══ AVAILABLE RECORDS ══
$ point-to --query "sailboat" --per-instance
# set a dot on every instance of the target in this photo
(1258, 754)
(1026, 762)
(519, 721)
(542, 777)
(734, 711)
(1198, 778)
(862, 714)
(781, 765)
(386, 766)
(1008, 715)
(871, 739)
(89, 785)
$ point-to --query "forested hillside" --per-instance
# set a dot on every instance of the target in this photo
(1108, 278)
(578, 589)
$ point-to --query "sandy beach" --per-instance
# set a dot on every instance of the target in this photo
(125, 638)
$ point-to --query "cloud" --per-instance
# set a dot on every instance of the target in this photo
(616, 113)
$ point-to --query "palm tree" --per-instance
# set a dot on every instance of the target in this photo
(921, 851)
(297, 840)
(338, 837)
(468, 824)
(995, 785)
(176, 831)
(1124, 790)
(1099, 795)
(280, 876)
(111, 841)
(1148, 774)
═══
Place each line from all of the rows above into a Markdown table with the columns No. and Line. Number the lines in order and leave out any blank lines.

OUTPUT BELOW —
| No. | Line |
|---|---|
| 1 | $ point-to --query "sailboat" --per-instance |
| 2 | # set a dot on every instance of the target in this photo |
| 3 | (1258, 754) |
| 4 | (1026, 762) |
| 5 | (519, 721) |
| 6 | (542, 777) |
| 7 | (734, 711) |
| 8 | (1198, 778) |
| 9 | (862, 714) |
| 10 | (781, 765) |
| 11 | (386, 766) |
| 12 | (1008, 715) |
| 13 | (871, 739) |
| 14 | (89, 785) |
| 15 | $ point-to --query "forested hillside" --per-instance |
| 16 | # set a dot on every instance of the target in this photo |
| 17 | (1108, 278) |
| 18 | (578, 589) |
| 19 | $ point-to --query "sandy beach" --per-instance |
| 20 | # set a dot on every instance of the target in this photo |
| 21 | (125, 638) |
| 22 | $ point-to --query "cloud" --per-instance |
| 23 | # set a dot on every instance of the target in this photo |
| 24 | (616, 113) |
| 25 | $ point-to --query "palm tree" --per-instance |
| 26 | # set a dot on every instance of the target in this photo |
| 27 | (921, 851) |
| 28 | (297, 840) |
| 29 | (338, 837) |
| 30 | (468, 824) |
| 31 | (995, 785) |
| 32 | (176, 831) |
| 33 | (1124, 790) |
| 34 | (1099, 795) |
| 35 | (280, 876) |
| 36 | (111, 841) |
| 37 | (1148, 774) |